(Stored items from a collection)
⁂

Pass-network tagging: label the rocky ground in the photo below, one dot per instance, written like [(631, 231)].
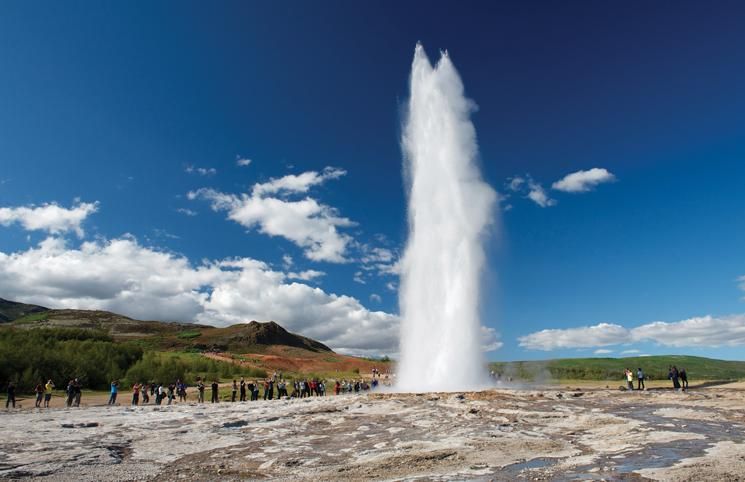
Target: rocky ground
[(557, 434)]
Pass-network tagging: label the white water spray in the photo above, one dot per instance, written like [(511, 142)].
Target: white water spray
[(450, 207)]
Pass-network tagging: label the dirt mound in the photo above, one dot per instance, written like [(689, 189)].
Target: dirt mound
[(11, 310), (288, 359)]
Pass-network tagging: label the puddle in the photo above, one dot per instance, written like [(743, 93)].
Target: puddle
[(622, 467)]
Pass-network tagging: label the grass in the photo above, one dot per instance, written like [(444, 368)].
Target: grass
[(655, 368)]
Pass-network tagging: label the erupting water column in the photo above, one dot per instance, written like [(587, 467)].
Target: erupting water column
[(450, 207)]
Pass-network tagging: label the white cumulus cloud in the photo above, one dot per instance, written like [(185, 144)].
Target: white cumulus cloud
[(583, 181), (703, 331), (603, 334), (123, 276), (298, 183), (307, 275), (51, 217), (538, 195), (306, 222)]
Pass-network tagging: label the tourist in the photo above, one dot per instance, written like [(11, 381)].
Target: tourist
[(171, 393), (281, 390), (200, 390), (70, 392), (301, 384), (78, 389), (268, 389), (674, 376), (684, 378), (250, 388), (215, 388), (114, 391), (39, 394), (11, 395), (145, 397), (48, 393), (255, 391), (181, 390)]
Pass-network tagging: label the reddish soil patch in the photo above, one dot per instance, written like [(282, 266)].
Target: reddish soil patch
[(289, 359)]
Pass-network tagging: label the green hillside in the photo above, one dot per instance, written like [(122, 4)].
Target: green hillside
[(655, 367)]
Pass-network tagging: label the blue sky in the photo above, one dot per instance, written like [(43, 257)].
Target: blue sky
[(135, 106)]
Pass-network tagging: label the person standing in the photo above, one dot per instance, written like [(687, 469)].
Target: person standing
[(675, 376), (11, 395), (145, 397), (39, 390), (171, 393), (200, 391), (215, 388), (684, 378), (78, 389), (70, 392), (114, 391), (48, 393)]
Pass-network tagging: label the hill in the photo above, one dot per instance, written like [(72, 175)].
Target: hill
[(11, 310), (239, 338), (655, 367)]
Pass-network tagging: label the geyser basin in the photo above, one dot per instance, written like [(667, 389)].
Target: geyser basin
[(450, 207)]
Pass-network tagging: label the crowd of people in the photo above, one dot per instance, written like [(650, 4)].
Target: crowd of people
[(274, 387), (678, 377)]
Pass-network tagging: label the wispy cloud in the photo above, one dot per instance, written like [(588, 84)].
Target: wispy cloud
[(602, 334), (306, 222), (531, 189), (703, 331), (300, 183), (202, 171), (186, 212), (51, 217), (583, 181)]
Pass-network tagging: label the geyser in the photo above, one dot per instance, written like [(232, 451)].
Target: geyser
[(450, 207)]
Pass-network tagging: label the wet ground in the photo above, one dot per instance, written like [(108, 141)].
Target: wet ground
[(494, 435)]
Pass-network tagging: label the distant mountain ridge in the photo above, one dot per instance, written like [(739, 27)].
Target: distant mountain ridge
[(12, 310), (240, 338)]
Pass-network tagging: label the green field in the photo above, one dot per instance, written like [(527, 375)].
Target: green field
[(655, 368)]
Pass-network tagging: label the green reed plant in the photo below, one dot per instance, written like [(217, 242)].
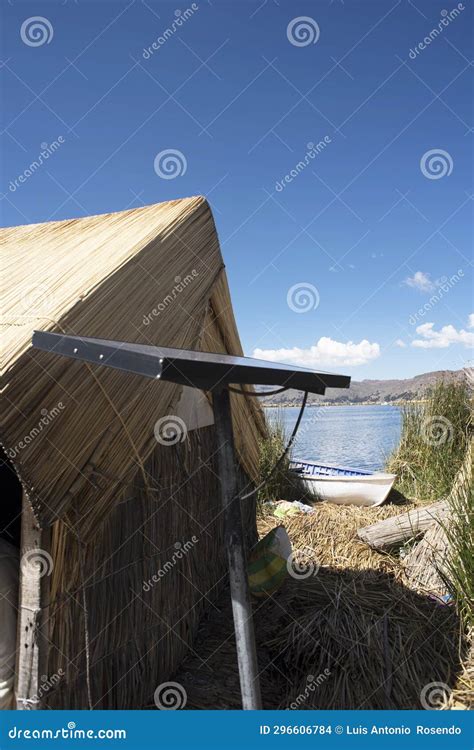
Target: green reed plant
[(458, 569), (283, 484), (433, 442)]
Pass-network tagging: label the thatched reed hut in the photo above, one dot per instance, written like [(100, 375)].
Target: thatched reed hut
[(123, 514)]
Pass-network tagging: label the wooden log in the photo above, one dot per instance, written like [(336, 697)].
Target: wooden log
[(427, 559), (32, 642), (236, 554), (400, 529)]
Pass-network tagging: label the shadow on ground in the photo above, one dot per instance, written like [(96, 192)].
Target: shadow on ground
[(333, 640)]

⁂

> [What is expected] Wherever a line of the entries holds the string "below", copy that line.

> [Task solution]
Pass-network tagging: label the rocky ground in the photo below, one dot per instance, written like [(631, 231)].
Pass-network tagging: label the green reed plant in the photo below, one dot per instance, written like [(217, 242)].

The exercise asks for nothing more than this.